[Box-labeled dataset extracts]

BEGIN

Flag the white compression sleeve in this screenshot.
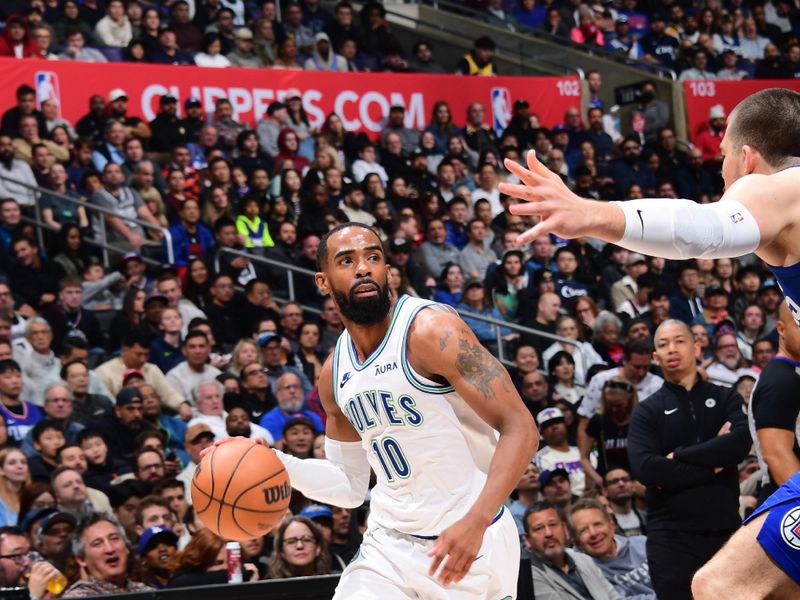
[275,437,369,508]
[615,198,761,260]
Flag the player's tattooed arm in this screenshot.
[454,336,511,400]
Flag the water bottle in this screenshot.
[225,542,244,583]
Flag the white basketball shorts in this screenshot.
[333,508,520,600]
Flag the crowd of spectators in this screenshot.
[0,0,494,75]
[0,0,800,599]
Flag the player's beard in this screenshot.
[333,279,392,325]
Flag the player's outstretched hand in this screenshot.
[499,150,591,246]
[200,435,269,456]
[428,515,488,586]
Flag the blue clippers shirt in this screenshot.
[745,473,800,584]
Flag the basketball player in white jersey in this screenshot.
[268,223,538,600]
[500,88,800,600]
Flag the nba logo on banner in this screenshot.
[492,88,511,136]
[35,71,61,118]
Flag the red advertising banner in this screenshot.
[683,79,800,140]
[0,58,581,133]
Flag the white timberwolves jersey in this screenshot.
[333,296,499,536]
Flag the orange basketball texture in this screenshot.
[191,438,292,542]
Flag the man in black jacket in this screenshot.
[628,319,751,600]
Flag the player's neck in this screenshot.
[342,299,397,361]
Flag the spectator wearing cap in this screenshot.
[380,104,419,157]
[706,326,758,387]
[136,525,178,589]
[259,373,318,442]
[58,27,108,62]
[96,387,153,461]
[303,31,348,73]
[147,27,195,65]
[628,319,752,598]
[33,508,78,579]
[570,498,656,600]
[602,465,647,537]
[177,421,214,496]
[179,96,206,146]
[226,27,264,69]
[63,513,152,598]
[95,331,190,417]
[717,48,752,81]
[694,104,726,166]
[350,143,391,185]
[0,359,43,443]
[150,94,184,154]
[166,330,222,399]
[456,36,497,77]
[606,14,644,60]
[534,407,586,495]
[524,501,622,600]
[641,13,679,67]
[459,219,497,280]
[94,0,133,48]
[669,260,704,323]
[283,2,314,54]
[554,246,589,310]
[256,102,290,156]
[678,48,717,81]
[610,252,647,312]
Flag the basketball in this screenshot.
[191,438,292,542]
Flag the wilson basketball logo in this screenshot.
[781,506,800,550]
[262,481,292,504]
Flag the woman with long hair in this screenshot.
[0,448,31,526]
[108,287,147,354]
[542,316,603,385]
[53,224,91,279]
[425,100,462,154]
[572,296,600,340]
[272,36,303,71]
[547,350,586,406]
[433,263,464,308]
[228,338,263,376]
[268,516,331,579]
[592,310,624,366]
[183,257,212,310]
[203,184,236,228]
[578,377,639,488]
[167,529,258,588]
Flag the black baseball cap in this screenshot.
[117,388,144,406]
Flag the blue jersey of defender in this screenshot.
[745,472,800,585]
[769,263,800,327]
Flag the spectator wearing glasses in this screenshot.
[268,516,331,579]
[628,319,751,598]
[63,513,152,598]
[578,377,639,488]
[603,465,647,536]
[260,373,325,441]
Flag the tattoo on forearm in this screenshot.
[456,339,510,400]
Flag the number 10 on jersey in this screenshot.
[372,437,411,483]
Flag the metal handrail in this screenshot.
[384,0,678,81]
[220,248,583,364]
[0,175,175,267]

END
BEGIN

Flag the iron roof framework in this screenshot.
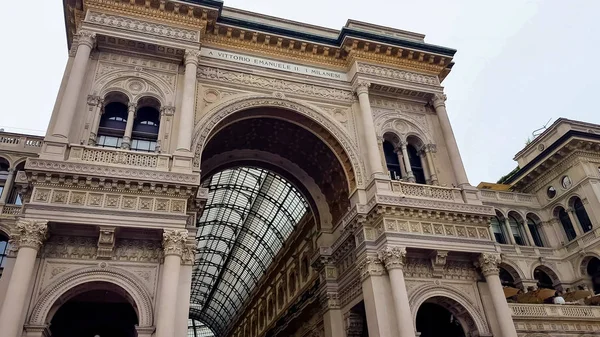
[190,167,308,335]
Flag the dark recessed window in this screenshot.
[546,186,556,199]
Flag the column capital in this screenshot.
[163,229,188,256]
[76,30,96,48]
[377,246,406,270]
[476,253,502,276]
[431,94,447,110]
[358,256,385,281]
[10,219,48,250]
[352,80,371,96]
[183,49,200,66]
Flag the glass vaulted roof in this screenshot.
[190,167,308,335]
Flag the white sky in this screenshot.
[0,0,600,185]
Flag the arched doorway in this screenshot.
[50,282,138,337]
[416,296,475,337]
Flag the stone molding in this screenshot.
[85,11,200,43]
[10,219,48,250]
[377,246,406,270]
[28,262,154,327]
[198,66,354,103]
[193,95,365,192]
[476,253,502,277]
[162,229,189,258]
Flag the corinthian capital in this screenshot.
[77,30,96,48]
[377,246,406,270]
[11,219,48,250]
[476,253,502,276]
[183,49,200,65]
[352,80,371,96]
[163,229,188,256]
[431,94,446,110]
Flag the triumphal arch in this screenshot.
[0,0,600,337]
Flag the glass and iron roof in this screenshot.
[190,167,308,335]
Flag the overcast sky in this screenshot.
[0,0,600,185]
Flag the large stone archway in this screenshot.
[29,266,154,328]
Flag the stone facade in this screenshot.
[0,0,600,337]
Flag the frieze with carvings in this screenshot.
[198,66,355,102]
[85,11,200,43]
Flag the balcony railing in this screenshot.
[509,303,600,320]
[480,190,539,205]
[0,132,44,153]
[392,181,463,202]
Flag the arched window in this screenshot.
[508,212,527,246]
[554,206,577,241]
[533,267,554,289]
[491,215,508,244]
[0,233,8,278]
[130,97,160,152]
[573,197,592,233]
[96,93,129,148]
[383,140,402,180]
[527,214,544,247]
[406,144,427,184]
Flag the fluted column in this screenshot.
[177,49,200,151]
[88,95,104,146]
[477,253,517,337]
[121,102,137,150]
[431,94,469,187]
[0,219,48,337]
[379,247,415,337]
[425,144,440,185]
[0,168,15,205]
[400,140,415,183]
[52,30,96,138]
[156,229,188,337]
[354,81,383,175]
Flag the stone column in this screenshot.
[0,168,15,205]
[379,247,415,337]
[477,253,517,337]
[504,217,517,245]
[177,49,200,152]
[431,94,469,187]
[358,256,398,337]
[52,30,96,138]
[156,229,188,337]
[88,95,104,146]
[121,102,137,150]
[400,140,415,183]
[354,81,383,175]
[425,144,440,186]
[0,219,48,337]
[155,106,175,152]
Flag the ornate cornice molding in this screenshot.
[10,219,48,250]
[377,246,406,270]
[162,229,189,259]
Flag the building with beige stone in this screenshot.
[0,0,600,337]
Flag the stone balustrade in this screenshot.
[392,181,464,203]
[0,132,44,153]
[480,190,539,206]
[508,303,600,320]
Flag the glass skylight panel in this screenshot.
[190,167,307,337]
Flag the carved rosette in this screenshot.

END

• [WHAT YOU ARE ASKED TO DO]: Switch "jersey" to "uniform" in the records from the line with "Flag the basketball player" up to and including the line with "[610,252,647,312]", leaving all else unchanged. Give back only those lines.

• [ANSWER TO THIS PROBLEM]:
Flag the basketball player in white uniform in this screenshot.
[268,223,538,600]
[500,88,800,600]
Flag the nba logo on banner in this screenshot.
[492,88,511,136]
[35,71,61,118]
Flag the red advertising banner in this screenshot.
[683,79,800,140]
[0,58,581,133]
Flag the white timberwolves uniform in this screenshot.
[333,296,499,536]
Flag the orange basketball texture in this screenshot.
[191,438,292,542]
Flag the man in black jacket in this screenshot.
[628,319,751,600]
Flag the player's neck in this screenshot.
[342,299,397,361]
Flag the spectator wearing cap in this screenshot.
[380,104,419,157]
[706,326,758,387]
[136,525,178,589]
[259,373,318,442]
[58,27,108,62]
[96,387,153,461]
[303,31,348,73]
[147,27,195,65]
[628,319,752,598]
[33,508,78,579]
[570,498,656,600]
[602,465,647,537]
[177,421,214,496]
[179,96,206,146]
[226,27,264,69]
[63,513,152,598]
[95,331,190,417]
[717,48,752,81]
[694,104,726,166]
[350,143,391,185]
[0,359,43,443]
[150,94,184,154]
[166,330,222,399]
[456,36,497,77]
[606,14,644,60]
[534,407,586,495]
[524,501,622,600]
[641,13,679,67]
[459,219,497,280]
[94,0,133,48]
[669,260,704,323]
[283,2,314,54]
[554,246,589,310]
[256,102,290,156]
[678,48,717,81]
[610,252,647,312]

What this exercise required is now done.